→ **LISTE DES CONSIGNES**:
**1.** Réécrivez sous forme de liste le paragraphe de l'extrait qui commence par « Contrairement à ce qu’a retenu le tribunal ». Gardez-en les faits principaux.
**2.** Résumez l'extrait en deux phrases.

→ **EXTRAIT CHOISI**:
Pacte d’actionnaire et droit de préemption sur des droits sociaux

Eric DELFLY
Eric DELFLY - Avocat associé

Source : CA Versailles (12e ch) , 25 juin 2013, n° 12/ 01016,

 

I-

 

Deux actionnaires conviennent de se consentir un droit mutuel de préemption en cas de projet de cession des actions de l’autre. Le pacte stipule que :

 

 l’exercice éventuel du droit de préemption s’effectuera aux conditions du projet communiqué par l’actionnaire vendeur.

 le cédant pourra renoncer à son projet jusqu’à réception de la notification de l’exercice du droit de préemption.

 à la date de réception de cette notification, le cédant sera tenu de réaliser la cession, aux conditions du projet initialement communiqué par lui.

 

 

L’un des actionnaires s’étant accordé avec un tiers pour céder sa participation au capital de la société notifiera à l’autre son projet qui en réponse exercera son droit de préemption.

 

La société rencontrera des difficultés qui convaincront l’associé bénéficiaire de la préemption à différer son acquisition avant de se rétracter. Quelques mois après la société était placée en liquidation judiciaire

 

L’associé cédant saisira sans succès le tribunal de commerce de Nanterre[1] pour obtenir l’exécution forcée de la vente.

 

II-

 

La cour d’appel de Versailles n’est pas de cet avis est juge que cette rétractation est dénuée de tout effet :

 

Contrairement à ce qu’a retenu le tribunal, l article 1.2 du pacte tel qu il est rédigé dans des termes clairs ne nécessitant pas d’interprétation, ne ménage pas de faculté de rétractation à l’actionnaire ayant notifié l’exercice de son droit de préférence, mais prévoit simplement les conditions et modalités dans lesquelles l’actionnaire cédant peut poursuivre son projet de cession au profit d’un autre cessionnaire que l’actionnaire bénéficiaire du droit de préférence auquel il a régulièrement notifié son projet de cession initial ou d’un tiers ; cet article ne contient aucune mention permettant de retenir que les parties, dans l’hypothèse où l’actionnaire bénéficiaire du droit de préférence refuse de donner suite à la notification qu’il a régulièrement faite de l’exercice de ce droit, auraient entendu écarter l’application éventuelle des dispositions de droit commun de l’article 1184 alinéa 2 du code civil.

→ **DONNÉES**:

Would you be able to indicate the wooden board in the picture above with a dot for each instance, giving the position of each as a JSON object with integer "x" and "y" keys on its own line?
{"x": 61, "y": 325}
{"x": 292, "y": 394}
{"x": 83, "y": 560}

→ **RÉPONSES**:
**1.**
- Contrairement à ce qu'a retenu le tribunal, la cour juge que l'article 1.2 du pacte est rédigé en termes clairs et n'a pas besoin d'être interprété.
- Il ne donne pas à l'actionnaire qui a notifié l'exercice de son droit de préférence la faculté de se rétracter.
- Il fixe seulement les conditions dans lesquelles l'actionnaire cédant peut poursuivre son projet de cession au profit d'un autre cessionnaire ou d'un tiers.
- Rien n'y indique que les parties ont voulu écarter l'article 1184 alinéa 2 du code civil si le bénéficiaire refuse de donner suite à la notification qu'il a faite.

**2.** Un actionnaire, lié à un autre par un pacte de préemption mutuelle, a exercé son droit sur les actions que l'autre projetait de céder, puis s'est rétracté à cause des difficultés de la société, et le cédant n'a pas obtenu du tribunal de commerce de Nanterre l'exécution forcée de la vente. La cour d'appel de Versailles juge au contraire que cette rétractation est dénuée de tout effet, car le pacte ne prévoit aucune faculté de rétractation pour l'actionnaire qui a notifié l'exercice de son droit.